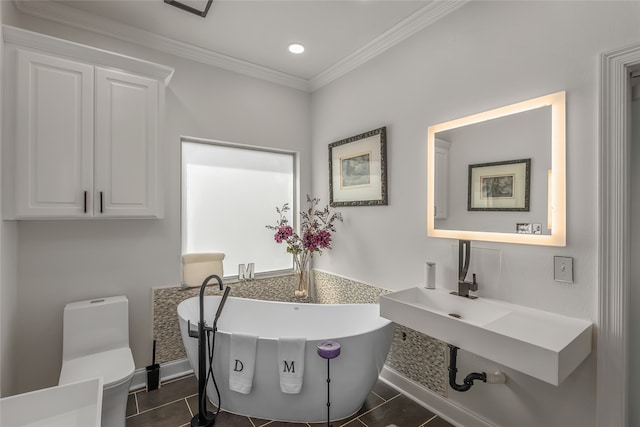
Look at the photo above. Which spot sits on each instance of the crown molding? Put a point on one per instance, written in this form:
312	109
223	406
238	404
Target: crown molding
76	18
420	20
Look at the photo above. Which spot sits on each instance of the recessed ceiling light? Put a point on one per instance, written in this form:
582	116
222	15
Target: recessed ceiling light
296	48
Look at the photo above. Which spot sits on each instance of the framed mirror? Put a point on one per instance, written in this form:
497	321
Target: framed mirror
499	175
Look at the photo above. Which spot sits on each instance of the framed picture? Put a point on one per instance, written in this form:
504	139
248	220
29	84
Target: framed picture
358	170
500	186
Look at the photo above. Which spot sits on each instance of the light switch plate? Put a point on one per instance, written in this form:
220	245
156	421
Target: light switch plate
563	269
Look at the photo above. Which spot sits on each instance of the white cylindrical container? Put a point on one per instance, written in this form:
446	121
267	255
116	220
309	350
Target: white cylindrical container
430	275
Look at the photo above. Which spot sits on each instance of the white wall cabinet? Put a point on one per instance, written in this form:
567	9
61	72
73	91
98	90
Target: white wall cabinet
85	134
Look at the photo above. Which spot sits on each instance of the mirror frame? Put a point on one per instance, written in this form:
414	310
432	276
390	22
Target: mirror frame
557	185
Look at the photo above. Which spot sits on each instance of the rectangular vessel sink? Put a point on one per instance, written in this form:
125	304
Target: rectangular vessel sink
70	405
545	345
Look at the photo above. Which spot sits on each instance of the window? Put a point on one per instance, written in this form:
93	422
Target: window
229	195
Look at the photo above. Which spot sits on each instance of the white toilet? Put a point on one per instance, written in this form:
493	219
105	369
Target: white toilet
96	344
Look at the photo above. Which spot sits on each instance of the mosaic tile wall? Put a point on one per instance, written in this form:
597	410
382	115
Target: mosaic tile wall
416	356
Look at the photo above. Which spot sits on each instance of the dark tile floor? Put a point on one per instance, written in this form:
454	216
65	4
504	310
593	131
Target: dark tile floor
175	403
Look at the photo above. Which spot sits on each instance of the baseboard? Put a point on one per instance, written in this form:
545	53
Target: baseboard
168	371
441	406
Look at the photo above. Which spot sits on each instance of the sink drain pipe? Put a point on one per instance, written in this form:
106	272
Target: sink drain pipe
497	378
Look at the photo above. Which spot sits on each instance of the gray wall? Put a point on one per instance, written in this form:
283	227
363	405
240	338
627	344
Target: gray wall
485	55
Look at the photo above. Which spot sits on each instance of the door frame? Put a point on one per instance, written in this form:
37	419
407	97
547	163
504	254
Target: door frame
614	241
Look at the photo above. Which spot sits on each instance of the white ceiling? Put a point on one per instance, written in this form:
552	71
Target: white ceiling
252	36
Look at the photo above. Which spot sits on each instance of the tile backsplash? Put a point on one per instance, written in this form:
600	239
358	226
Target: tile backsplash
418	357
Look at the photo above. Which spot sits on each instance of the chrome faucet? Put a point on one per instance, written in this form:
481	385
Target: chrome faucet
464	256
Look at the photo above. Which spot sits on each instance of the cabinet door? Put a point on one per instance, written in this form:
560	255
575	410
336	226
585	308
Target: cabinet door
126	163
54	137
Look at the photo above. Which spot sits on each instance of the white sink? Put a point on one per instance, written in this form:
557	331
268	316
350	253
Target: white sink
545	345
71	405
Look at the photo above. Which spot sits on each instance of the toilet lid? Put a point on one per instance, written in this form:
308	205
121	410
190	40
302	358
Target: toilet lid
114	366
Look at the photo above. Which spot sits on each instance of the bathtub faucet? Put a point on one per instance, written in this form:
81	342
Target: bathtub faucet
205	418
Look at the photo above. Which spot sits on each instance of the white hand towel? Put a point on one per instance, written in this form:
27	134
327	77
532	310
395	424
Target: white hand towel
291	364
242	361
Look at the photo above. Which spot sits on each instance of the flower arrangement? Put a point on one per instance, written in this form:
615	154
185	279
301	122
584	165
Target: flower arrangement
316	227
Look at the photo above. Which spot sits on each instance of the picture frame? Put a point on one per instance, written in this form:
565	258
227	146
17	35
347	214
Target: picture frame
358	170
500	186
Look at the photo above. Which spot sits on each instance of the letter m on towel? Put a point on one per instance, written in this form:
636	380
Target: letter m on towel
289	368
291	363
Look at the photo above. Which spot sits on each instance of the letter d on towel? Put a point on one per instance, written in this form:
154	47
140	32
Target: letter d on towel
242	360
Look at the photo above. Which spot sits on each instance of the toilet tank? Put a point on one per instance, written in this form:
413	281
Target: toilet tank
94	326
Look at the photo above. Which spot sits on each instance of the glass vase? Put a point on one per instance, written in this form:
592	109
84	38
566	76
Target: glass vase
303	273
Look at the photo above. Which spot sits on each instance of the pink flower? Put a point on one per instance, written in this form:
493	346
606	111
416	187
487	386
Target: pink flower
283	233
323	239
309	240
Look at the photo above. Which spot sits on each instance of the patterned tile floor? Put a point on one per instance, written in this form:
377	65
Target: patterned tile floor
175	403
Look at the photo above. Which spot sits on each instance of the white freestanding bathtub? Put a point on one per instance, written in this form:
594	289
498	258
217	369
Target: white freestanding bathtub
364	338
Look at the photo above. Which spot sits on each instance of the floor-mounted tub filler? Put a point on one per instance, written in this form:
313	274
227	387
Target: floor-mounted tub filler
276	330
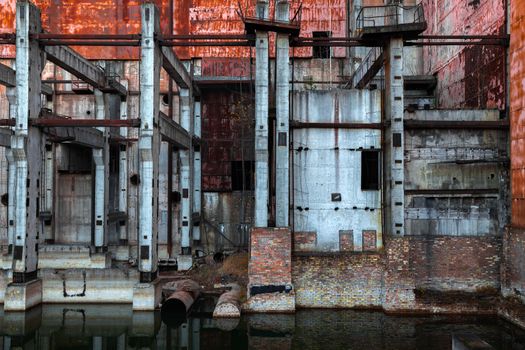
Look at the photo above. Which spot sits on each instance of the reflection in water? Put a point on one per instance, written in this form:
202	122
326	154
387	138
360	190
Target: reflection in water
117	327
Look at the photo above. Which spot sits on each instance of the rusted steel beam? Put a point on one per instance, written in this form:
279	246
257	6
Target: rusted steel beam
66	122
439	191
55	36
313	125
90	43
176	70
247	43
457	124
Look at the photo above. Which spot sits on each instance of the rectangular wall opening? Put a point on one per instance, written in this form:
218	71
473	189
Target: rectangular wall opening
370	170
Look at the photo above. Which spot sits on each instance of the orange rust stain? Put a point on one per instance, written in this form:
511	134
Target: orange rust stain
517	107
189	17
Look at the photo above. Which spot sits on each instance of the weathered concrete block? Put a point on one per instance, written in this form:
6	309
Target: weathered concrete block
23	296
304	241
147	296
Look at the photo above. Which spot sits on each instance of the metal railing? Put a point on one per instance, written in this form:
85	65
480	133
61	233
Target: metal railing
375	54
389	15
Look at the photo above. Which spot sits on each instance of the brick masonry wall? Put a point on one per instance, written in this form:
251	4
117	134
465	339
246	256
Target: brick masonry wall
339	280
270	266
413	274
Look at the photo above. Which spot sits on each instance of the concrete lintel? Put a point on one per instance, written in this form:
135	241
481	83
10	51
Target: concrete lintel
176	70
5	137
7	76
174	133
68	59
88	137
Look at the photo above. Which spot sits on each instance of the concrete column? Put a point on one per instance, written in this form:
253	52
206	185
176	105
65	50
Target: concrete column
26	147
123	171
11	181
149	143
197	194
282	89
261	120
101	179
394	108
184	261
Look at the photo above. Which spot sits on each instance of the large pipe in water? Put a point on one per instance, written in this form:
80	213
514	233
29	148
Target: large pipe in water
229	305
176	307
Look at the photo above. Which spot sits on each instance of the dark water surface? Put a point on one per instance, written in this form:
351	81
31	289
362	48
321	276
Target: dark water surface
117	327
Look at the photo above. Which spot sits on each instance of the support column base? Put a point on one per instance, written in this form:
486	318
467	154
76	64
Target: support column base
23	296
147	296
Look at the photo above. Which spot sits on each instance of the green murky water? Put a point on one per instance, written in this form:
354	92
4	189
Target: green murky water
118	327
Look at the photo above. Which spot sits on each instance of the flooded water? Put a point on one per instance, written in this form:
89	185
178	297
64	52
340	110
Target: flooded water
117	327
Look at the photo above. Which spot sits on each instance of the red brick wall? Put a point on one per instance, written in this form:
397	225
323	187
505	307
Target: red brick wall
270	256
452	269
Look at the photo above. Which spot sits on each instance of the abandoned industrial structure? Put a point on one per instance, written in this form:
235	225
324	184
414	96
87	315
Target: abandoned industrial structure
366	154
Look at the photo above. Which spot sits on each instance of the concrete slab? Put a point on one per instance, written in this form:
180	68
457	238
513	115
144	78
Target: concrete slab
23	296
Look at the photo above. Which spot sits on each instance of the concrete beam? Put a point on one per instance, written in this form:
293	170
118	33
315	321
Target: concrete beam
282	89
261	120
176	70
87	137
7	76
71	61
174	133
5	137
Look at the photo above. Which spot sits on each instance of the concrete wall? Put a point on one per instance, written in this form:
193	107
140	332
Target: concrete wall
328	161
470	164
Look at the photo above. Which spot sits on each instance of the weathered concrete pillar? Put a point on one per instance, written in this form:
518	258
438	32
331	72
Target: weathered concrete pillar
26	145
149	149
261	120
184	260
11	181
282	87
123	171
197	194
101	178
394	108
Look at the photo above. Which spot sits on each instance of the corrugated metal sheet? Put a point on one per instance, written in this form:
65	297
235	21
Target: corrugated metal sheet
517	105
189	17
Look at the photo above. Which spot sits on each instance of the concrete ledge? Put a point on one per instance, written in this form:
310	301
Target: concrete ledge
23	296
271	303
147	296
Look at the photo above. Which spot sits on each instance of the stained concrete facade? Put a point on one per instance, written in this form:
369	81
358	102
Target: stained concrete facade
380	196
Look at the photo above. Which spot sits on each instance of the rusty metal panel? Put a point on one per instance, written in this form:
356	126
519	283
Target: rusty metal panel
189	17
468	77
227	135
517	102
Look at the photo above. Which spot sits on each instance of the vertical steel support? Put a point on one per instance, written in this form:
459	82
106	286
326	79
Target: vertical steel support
----------
What is needed:
Begin at the line that has "of the corrugated" and stop after the final line of the records, reproducing every line in that span in full. Add 95 to each number in the answer coordinates and leave all other numbers unchanged.

In response:
Look at the photo above. Which spot sits on each instance of the corrugated metal sheet? Put a point on one per instance, written in this form:
65	297
235	21
Target: corrugated metal sheet
612	200
284	112
Look at the photo above. Which spot sits on each instance of the concrete ledge? Put a point on one per instance, written in this form:
310	301
Target: concrete ledge
118	391
366	398
242	391
Look at the photo above. Which spot sits on each instance of the stained concrete facade? Put a point on one per instance, written in this form:
369	81
358	102
Target: stained concrete facade
475	291
Look at the photo above. Which spot sits on each instance of the rusty metal panel? Put a point on one per instance, written in this form:
356	126
519	283
Target: rusty metal panel
284	112
563	172
322	230
612	197
Look at the photo above. Which spot sits on each instance of the vertical steel support? Put a point on one per instance, written in this form:
459	82
106	286
326	79
Target: vertical steel support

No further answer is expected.